What to work on:
1) Reproduce the part of the Bacteroidetes abstract starting at "A single-center, observational" and ending at "DpnII and AciI.".
2) In the Bacteroidetes abstract, which enzymes were used to digest the PCR products?

Quoted passage:
_ _ _ _ _ _ _

P785 Association of Bacteroidetes with endoscopic activity in patients with inflammatory bowel disease
Baston I.*1, Sueiro R.2, Uribarri L.1, Ferreiro R.1, Leiro J.M.2, Dominguez-Munoz J.E.1, Barreiro-de Acosta M.1
1University Hospital Santiago de Compostela, Gastroenterology, Santiago, Spain 2University of Santiago de Compostela, Department of Microbiology and Parasitology, Institute of Food Research and Analysis, Santiago, Spain
The role of gut microbiota on the etiopathogenesis of inflammatory bowel disease (IBD), both in Crohn's disease (CD) and ulcerative colitis (UC), is not well known. Most studies of human gut microbiota rely on the non-invasive collection of stool samples. However, the analysis of the fecal microbiota may not reflect the role of the mucosa-associated microbes. Mucosa-associated germs live in close proximity to the intestinal epithelium and are in contact with the cells of the innate immune system directly involved in the inflammatory response. The aim of this study was to investigate the genotypes of Bacteroidetes microbiota from colon biopsies of IBD patients and to determine their relationship with the endoscopic activity of the disease.
A single-center, observational cross-sectional study was designed. Consecutive patients with Crohn's disease (CD) and ulcerative colitis (UC) who attended the Endoscopy Unit for colonoscopy were included. Colonic biopsies were taken to characterize microbiota. We did this by using a restriction fragment length polymorphism (RFLP) analysis on PCR products targeting the 16SrRNA genes of Bacteroidetes digested with HinfI, PciI, DpnII and AciI.

_ _ _ _ _ _ _

Dataset:

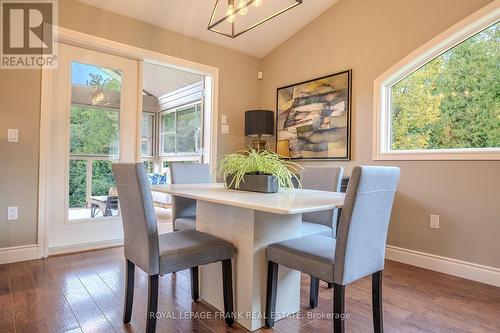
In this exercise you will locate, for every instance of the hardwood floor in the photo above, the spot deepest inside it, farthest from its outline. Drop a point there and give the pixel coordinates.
(83, 292)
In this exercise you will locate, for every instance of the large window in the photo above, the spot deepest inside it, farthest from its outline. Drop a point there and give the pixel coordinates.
(94, 140)
(180, 131)
(448, 106)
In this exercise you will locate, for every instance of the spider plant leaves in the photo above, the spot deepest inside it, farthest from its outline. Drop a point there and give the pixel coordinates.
(252, 161)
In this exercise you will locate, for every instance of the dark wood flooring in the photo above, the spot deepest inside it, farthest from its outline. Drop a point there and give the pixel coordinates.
(83, 292)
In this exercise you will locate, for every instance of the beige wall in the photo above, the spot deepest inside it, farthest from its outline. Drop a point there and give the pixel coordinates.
(369, 37)
(20, 104)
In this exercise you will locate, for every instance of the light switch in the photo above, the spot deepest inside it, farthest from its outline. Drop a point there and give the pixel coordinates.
(13, 135)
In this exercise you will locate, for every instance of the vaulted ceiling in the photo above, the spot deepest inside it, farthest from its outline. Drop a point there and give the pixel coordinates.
(190, 17)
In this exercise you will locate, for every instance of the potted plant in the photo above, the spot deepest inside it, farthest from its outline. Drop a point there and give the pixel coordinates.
(258, 171)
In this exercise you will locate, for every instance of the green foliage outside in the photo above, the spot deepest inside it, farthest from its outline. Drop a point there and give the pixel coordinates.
(94, 131)
(453, 101)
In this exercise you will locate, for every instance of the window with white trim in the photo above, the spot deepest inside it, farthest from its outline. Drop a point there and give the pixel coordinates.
(180, 130)
(444, 103)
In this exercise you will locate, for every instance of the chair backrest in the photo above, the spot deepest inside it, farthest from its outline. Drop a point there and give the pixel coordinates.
(183, 173)
(138, 216)
(362, 233)
(322, 179)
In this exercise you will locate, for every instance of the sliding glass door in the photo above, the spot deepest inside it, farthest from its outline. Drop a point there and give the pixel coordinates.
(95, 122)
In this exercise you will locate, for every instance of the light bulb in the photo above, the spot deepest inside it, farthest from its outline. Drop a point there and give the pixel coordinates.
(243, 7)
(230, 13)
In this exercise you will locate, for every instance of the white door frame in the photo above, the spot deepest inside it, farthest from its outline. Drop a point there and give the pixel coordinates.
(80, 39)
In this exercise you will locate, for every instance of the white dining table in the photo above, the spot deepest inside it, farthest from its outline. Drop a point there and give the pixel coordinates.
(251, 221)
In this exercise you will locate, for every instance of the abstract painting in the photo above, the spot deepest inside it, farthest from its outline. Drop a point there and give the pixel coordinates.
(313, 118)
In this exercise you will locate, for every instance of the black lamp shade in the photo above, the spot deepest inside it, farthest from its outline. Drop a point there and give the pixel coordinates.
(259, 122)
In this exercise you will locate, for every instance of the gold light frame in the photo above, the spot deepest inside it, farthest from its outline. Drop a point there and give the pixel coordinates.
(212, 24)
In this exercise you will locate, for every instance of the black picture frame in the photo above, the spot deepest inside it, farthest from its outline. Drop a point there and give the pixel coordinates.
(348, 100)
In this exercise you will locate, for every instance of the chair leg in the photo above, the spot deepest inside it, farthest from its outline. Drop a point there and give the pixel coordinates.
(378, 321)
(313, 292)
(227, 287)
(194, 284)
(272, 287)
(338, 308)
(129, 291)
(152, 304)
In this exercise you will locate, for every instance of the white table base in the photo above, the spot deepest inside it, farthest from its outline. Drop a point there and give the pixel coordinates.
(251, 232)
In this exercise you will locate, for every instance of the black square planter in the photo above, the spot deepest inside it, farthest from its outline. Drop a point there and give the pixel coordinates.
(256, 183)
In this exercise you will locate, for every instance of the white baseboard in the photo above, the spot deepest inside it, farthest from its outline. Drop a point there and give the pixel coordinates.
(463, 269)
(18, 253)
(84, 247)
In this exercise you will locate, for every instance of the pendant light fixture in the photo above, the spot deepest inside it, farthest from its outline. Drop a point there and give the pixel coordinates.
(232, 18)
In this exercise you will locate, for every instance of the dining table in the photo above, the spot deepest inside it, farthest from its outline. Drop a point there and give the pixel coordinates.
(251, 221)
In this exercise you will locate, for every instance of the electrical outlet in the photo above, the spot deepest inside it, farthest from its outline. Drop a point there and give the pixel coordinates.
(12, 213)
(434, 222)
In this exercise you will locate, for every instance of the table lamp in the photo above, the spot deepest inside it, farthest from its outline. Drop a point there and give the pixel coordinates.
(259, 123)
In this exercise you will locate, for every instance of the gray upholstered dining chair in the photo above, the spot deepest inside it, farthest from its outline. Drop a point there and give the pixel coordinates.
(184, 209)
(358, 250)
(321, 179)
(165, 253)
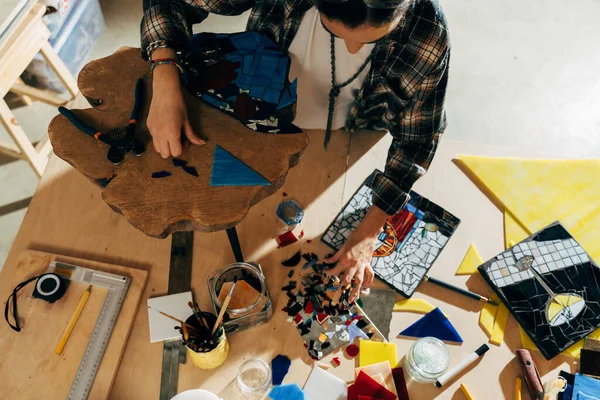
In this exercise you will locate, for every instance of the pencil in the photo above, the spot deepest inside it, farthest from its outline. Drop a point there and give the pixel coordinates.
(464, 292)
(174, 319)
(224, 308)
(466, 392)
(63, 340)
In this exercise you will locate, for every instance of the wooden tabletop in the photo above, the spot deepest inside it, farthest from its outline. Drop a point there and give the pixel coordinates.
(68, 216)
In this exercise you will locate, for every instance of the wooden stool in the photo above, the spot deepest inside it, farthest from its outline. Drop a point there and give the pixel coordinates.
(29, 38)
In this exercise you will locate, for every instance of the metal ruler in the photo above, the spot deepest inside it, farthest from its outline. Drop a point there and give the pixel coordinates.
(117, 286)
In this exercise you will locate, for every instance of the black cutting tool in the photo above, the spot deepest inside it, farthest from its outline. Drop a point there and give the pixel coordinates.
(121, 139)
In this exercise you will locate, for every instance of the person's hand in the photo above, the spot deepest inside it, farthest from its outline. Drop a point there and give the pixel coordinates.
(354, 258)
(167, 119)
(354, 262)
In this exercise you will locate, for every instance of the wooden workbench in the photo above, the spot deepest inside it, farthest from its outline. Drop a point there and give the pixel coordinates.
(67, 215)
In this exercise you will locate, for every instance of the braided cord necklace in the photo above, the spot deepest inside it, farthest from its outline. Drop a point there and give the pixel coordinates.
(336, 89)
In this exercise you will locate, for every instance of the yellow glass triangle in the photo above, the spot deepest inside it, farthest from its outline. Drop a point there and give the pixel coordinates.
(470, 262)
(539, 192)
(535, 193)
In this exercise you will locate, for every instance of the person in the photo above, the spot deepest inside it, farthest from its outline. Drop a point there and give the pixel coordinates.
(361, 64)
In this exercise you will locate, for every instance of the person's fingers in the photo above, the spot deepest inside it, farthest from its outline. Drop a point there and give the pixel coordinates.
(189, 133)
(349, 274)
(358, 281)
(369, 276)
(175, 146)
(334, 258)
(163, 147)
(185, 143)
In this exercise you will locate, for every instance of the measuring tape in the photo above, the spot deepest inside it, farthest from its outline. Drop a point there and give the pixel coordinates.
(117, 290)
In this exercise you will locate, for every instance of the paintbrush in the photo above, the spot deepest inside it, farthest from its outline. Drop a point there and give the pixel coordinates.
(224, 307)
(198, 314)
(175, 319)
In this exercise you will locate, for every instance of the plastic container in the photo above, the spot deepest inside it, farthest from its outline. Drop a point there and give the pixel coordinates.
(427, 359)
(254, 377)
(196, 394)
(211, 357)
(75, 38)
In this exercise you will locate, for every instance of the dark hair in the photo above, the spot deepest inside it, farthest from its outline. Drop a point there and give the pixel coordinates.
(354, 13)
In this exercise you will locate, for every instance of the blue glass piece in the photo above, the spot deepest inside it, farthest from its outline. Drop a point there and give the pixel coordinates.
(230, 171)
(586, 388)
(433, 324)
(290, 212)
(245, 40)
(289, 95)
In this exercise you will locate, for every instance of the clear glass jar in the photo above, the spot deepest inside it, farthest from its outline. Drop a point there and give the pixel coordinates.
(254, 377)
(259, 312)
(427, 360)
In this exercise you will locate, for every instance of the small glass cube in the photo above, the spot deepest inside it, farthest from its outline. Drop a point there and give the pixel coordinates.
(290, 212)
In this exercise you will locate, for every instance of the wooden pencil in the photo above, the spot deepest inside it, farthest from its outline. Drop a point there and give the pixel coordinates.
(224, 307)
(63, 340)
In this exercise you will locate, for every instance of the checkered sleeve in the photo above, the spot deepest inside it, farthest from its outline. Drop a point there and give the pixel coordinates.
(169, 22)
(415, 138)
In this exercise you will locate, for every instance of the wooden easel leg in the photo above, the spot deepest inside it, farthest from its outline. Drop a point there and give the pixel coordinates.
(234, 241)
(38, 163)
(180, 277)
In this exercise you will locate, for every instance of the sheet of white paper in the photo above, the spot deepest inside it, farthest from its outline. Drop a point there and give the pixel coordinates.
(321, 385)
(161, 327)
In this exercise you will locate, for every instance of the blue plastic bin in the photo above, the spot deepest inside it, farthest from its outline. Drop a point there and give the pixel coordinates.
(77, 34)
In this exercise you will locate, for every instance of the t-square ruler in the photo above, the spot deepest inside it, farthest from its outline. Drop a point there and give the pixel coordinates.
(117, 286)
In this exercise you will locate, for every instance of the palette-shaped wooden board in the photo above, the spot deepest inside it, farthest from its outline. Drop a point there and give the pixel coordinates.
(180, 202)
(29, 368)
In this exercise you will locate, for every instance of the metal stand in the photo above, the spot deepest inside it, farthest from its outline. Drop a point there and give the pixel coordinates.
(235, 244)
(180, 278)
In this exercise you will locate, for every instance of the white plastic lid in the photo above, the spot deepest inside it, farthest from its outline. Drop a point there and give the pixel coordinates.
(196, 394)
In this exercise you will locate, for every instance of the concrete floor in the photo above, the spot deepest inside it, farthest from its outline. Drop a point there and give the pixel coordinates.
(523, 75)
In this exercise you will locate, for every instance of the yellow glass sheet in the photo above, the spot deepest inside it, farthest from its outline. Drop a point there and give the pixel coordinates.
(376, 352)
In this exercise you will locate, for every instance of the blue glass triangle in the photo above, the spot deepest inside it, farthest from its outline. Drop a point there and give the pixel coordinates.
(433, 324)
(230, 171)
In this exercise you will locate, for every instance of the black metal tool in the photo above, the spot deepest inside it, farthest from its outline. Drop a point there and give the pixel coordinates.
(121, 139)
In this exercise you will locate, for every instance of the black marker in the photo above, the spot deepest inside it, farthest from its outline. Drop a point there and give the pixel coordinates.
(458, 368)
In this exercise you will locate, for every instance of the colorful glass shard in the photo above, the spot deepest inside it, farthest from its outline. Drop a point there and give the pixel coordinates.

_ _ _ _ _ _ _

Answers given:
1)
A single-center, observational cross-sectional study was designed. Consecutive patients with Crohn's disease (CD) and ulcerative colitis (UC) who attended the Endoscopy Unit for colonoscopy were included. Colonic biopsies were taken to characterize microbiota. We did this by using a restriction fragment length polymorphism (RFLP) analysis on PCR products targeting the 16SrRNA genes of Bacteroidetes digested with HinfI, PciI, DpnII and AciI.

2) HinfI, PciI, DpnII and AciI